§ **REQUESTS**
a. In the THz knife-edge imaging text, list every item that is described with a number of dimensions, such as "1D" or "2D", along with that label.
b. Pick up the THz knife-edge imaging text right after its numbered equation and keep going from there.

§ **SOURCE TEXT**
───
The core idea is to provide a unique scattering association to different shielding portions of the broadband THz field illumination (as per ref46,47) with a knife-edge moving in the near-field of the scatterer. The scatterer waveform obtained by the 2D time-domain detection set is used as a base to reconstruct a 1D transmission matrix. Once the transmission matrix is known, the image of any 1D object can be deterministically retrieved. Figure 2a illustrates a typical setting for a knife-edge (a thin conductive blade clipping a Gaussian beam) scan, where the THz near-field imager collects scattered fields from the sample partially illuminated. We can write the spatiotemporal field profile (\(\:{E}_{s}\)) generated by the specific placement of the knife at the source plane as,

$$\:{E}_{s}\left(x,y,{z}_{s};t\right)\propto\:\text{K}\left(x{,y}_{o},{z}_{s}\right){E}_{in}\left(x,y,{z}_{s};t\right)$$
(3)
───
§ **AVAILABLE DATA**
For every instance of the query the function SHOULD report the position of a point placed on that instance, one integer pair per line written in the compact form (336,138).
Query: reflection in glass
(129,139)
───
§ **TASK-BY-TASK RESULTS**
a.
- 2D time-domain detection set
- 1D transmission matrix
- 1D object

b.
where \(\:\text{K}\left(x,{y}_{o},{z}_{s}\right)\) represents the point-wise spatial response of the knife-edge, which is defined as a one-dimensional Heaviside step function in the transverse direction with a fixed coordinate position \(\:{(y}_{o},{z}_{s})\) and \(\:{E}_{in}\) is the time-resolved Gaussian beam profile from the source. The knife-edge used in our setup is a thin conductive blade with micron-scale thickness at the sharp edge, placed approximately parallel to the scattering media input facet, and transversally translated, as shown in Fig. 2(a). Initially, we characterised the spatial beam profile for the reference THz field (included in the supplementary figure S4) to normalise the results. The key idea here is that (Fig. 2a), because of the near-field coupling, the knife-edge can selectively couple with a relatively large number of modes in the scattering volume (i.e. discernible scattering outputs) not necessarily accessible through far-field illuminations.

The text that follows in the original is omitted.